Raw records
.....

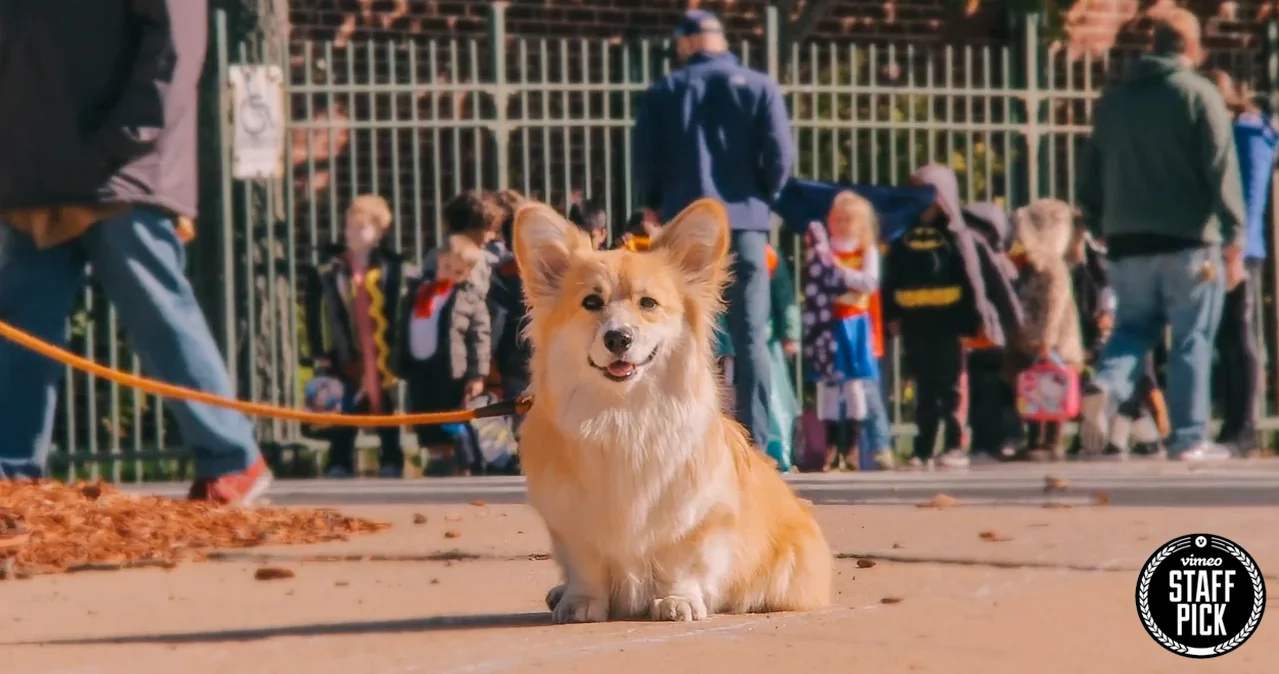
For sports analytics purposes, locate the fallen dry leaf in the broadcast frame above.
[0,481,389,577]
[253,567,295,581]
[916,494,959,509]
[1044,474,1071,491]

.....

__Exercise directions__:
Copy the records above word for word, leaving out the pictures.

__Reply to the exercise__:
For sports analytics purposes, locate the fallen dry leaf in the broadcast frame above.
[0,481,389,577]
[253,567,295,581]
[916,494,959,509]
[1044,474,1071,491]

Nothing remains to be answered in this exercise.